## Dataset content
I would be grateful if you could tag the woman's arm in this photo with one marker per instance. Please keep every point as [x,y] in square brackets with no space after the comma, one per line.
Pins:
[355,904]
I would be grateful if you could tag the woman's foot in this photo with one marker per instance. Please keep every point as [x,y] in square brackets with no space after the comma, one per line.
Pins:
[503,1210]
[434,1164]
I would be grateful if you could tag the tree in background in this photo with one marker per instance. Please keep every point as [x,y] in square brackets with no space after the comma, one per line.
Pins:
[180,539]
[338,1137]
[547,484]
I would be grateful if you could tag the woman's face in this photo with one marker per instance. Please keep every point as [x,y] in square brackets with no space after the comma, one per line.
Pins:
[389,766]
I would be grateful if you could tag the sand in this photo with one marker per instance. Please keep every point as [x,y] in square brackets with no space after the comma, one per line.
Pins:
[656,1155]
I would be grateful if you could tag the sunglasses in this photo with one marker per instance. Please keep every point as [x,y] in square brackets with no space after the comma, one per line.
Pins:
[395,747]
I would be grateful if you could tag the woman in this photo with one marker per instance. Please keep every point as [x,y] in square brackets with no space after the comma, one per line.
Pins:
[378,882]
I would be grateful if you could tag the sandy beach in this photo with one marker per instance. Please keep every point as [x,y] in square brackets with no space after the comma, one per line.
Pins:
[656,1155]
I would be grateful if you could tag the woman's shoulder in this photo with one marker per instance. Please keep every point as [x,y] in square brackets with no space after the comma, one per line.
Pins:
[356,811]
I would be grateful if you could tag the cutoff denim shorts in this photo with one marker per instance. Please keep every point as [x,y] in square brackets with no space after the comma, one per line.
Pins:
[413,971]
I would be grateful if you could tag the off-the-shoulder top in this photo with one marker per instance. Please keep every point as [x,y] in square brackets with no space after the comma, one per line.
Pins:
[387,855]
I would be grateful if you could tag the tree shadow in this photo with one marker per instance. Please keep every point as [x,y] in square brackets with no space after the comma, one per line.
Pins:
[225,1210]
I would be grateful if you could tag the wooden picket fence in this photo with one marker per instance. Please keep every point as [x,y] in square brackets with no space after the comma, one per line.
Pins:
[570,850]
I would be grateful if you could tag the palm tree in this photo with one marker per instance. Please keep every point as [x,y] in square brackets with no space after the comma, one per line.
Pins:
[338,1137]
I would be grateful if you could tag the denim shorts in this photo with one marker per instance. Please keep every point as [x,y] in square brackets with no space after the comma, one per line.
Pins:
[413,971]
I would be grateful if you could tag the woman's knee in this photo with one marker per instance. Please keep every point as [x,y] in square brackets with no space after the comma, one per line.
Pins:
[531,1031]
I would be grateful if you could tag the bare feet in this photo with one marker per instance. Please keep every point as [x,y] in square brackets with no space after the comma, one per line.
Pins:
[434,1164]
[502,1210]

## To do
The lines above that hold "woman" are the result; show every one of them.

## Task solution
I would be grateful if you could tag the woman's arm in this photo with one marker per instance. Please keep every point as [x,y] in square brackets with no space after the comma, one per line.
I would be grateful if you could tag the woman's foot in this photo with one marker per instance. Please keep every point as [x,y] in square brackets with no space after the comma, one per line.
I would be grateful if you could tag the woman's face in this photo with one marker per instance. Please keep every point as [x,y] in square brackets with no space after the comma, one per line.
I would be grateful if you could tag the woman in this photo with one marker per instance. Please keep every point as [x,y] in square brackets with no space after the comma, one per line.
I would be grateful if you could tag the woman's shoulder in this photo with one marker per instance. Please keep every point as [x,y] in square brackets with no space after the comma, one per line.
I would be grateful if you could tag the woman's knee in this photo with one marker per instance. Please keep every point as [x,y] in square brackets with no space after the comma, one per line.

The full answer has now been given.